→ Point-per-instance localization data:
>>>

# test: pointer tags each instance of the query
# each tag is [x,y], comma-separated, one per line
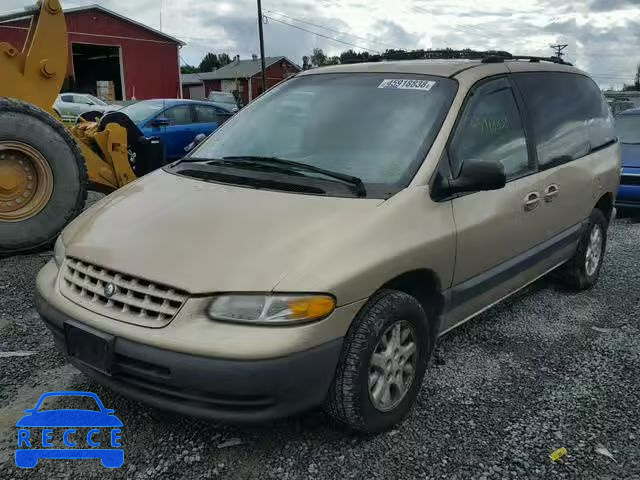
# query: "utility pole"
[558,50]
[260,33]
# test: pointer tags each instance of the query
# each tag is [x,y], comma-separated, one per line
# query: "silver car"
[70,105]
[224,100]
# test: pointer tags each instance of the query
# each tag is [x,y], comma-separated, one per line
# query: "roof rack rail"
[501,59]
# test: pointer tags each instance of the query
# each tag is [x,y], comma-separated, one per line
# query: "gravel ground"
[544,370]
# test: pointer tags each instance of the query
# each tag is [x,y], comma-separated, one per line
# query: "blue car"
[38,425]
[176,122]
[628,129]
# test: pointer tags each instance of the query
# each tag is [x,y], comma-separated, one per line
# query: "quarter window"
[490,130]
[180,115]
[206,114]
[568,114]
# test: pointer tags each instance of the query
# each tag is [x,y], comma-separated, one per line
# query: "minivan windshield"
[375,127]
[628,128]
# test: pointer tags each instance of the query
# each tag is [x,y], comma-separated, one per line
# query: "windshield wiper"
[361,191]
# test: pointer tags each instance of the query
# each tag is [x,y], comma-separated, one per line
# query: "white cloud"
[601,34]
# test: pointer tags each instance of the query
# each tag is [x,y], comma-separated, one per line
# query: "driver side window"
[490,130]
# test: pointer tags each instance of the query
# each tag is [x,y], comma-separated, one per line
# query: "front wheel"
[582,271]
[382,363]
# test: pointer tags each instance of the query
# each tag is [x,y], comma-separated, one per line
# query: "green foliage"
[319,59]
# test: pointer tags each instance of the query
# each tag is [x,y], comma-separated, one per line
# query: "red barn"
[241,77]
[140,62]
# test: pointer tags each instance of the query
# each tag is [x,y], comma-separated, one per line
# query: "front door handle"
[551,192]
[531,201]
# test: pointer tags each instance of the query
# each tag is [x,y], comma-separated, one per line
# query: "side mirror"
[160,122]
[476,176]
[196,141]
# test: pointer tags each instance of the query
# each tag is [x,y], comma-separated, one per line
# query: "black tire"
[348,402]
[574,274]
[22,122]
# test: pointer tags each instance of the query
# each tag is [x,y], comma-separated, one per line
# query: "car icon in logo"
[84,432]
[110,290]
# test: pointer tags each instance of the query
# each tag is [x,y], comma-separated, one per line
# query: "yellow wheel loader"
[46,169]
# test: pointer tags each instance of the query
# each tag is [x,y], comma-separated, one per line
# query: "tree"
[209,63]
[318,58]
[636,82]
[185,69]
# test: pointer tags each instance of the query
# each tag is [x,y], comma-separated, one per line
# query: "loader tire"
[39,156]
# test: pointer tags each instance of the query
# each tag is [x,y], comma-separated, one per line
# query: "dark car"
[176,122]
[628,129]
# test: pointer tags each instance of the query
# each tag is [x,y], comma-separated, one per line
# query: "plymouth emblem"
[109,290]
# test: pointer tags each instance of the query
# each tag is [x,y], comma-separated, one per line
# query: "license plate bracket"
[89,347]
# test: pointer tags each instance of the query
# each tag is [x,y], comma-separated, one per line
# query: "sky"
[603,35]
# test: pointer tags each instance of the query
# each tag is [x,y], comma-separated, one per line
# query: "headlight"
[271,309]
[58,252]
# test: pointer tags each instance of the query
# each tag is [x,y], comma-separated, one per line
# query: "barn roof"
[123,18]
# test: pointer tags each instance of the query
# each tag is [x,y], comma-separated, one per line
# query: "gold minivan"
[311,251]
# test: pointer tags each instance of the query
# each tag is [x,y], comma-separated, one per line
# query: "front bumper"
[236,391]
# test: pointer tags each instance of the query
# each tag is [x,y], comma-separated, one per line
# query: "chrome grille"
[133,300]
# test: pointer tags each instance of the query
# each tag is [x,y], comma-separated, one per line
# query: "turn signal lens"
[271,309]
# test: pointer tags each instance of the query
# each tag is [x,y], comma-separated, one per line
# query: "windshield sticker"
[400,84]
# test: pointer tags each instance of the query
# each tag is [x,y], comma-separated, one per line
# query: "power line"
[330,29]
[490,37]
[322,35]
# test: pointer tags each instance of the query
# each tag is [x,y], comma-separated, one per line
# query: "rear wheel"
[582,271]
[43,178]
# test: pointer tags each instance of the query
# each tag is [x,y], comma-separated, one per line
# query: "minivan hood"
[630,155]
[205,237]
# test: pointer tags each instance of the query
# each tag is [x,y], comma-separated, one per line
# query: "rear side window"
[180,115]
[490,130]
[569,116]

<<<

Every line of the records above should be reproduced exactly, with no pictures included.

# test: pointer tags each instance of the query
# each tag is [x,y], comma-separated, one per line
# query: "utility pole"
[558,50]
[260,33]
# test: pointer tags each instance of the query
# each tag is [x,y], comma-separated, one per line
# query: "silver car"
[70,105]
[224,100]
# test: pointer tags each instance of the query
# each tag is [x,y], comma-separated, one per line
# query: "roof rack rail"
[501,59]
# test: pointer tags each instance of the query
# each tag is [x,y], comma-separated, one per line
# query: "gravel ground"
[544,370]
# test: pointer tags each instance of the query
# each tag is [x,y], comma-separated, one per line
# query: "blue car"
[38,425]
[176,122]
[628,129]
# test: pointer tags each instance of the query
# each tag is [x,y], comma-separated, one per line
# query: "quarter window"
[490,130]
[180,115]
[206,114]
[568,114]
# test: pointer tags each instance of the query
# each tag is [x,y], comma-separated, one per line
# query: "minivan windshield"
[375,127]
[628,128]
# test: pointer tags each instance of the query
# each tag is [x,y], comma-separated, one per line
# query: "windshield wiper"
[361,191]
# test: pointer tags each instance of the query
# each tag is [x,y], comma-separated, one per line
# query: "white cloud"
[601,34]
# test: pointer tags each instance of the query
# each tag is [x,y], comma-separated, one per line
# query: "driver side window"
[490,130]
# test: pointer tags each instance of the query
# each tag is [x,y], comma-separated, one per line
# query: "front wheel"
[582,271]
[382,363]
# test: pointer tags each instance of the query
# each tag is [x,y], comma-separated, one per line
# query: "green foliage"
[319,59]
# test: pointer tags each instance of the query
# each tag is [x,y], comma-separated, one per line
# query: "red barn"
[241,77]
[140,62]
# test: pointer tags each instance of the query
# each tag is [x,y], comma-separated, one per line
# query: "front door handle"
[551,192]
[531,201]
# test: pointer tags each instance of the query
# each tag is [x,y], comma-separated, one per line
# query: "side mirror"
[160,122]
[476,176]
[196,141]
# test: pointer tags each instance of the query
# each tag is [x,y], comma-separated, one per line
# query: "black tire"
[348,402]
[574,274]
[22,122]
# test: pointer tags each instance of the query
# each tag is [x,y], comma-separated, one per line
# query: "car icon in logo"
[84,432]
[110,290]
# test: pointer tags each instance of the query
# each tag is [x,y], comma-separated, one per line
# query: "yellow wheel loader"
[46,169]
# test: pointer tags each instance of the query
# each tag is [x,y], comma-separated, one per line
# query: "tree"
[209,63]
[318,58]
[636,82]
[185,69]
# test: pointer tags each instance of the query
# each tag is [x,y], comma-separated, one per line
# query: "loader tire"
[39,156]
# test: pointer tags each instance of the query
# each tag is [x,y], comma-separated, one per line
# query: "dark car"
[176,122]
[628,129]
# test: pointer tags each instance of the query
# each tag is [x,y], comma-separated, one per line
# query: "plymouth emblem"
[109,290]
# test: pointer tags each instance of the query
# each tag is [x,y], comma-separated, one per line
# query: "license plate bracket"
[89,347]
# test: pointer tags each instance of the query
# each tag is [x,y], comma-separated, one per line
# query: "sky"
[603,35]
# test: pointer tags each instance of the query
# each tag is [x,y], comma-separated, one per line
# query: "headlight"
[271,309]
[58,252]
# test: pointer tags each instance of the query
# each tag is [x,y], comma-separated, one per line
# query: "barn roof"
[123,18]
# test: pointer tags each instance of the query
# each tag is [x,y], comma-separated, one per line
# query: "gold minivan"
[311,251]
# test: pointer tags each instance of the query
# each tag is [x,y], comma-separated, one per line
# query: "front bumper"
[236,391]
# test: pointer tags each instance of the query
# each tag is [x,y], comma-separated, one per line
# query: "chrome grille"
[133,300]
# test: pointer tags each instance of the query
# each tag is [x,y], comma-separated, one per line
# query: "turn signal lens"
[271,309]
# test: pointer tags each instance of the query
# each tag is [x,y], comma-separated, one per line
# query: "windshield sticker"
[400,84]
# test: pointer tags each instance of the query
# each tag is [x,y], comma-separated, one per line
# query: "power line"
[330,29]
[490,37]
[322,35]
# test: pointer tags each instance of the query
# each tag is [x,y], comma-separated, one per line
# query: "rear wheel"
[582,271]
[43,178]
# test: pointer tags each instance of the query
# each tag is [x,y], comma-separated, one per line
# query: "minivan hood"
[630,155]
[205,237]
# test: pointer tags each instance of the query
# each tag is [x,y], comma-separated, one per line
# query: "rear side window"
[180,115]
[490,130]
[569,116]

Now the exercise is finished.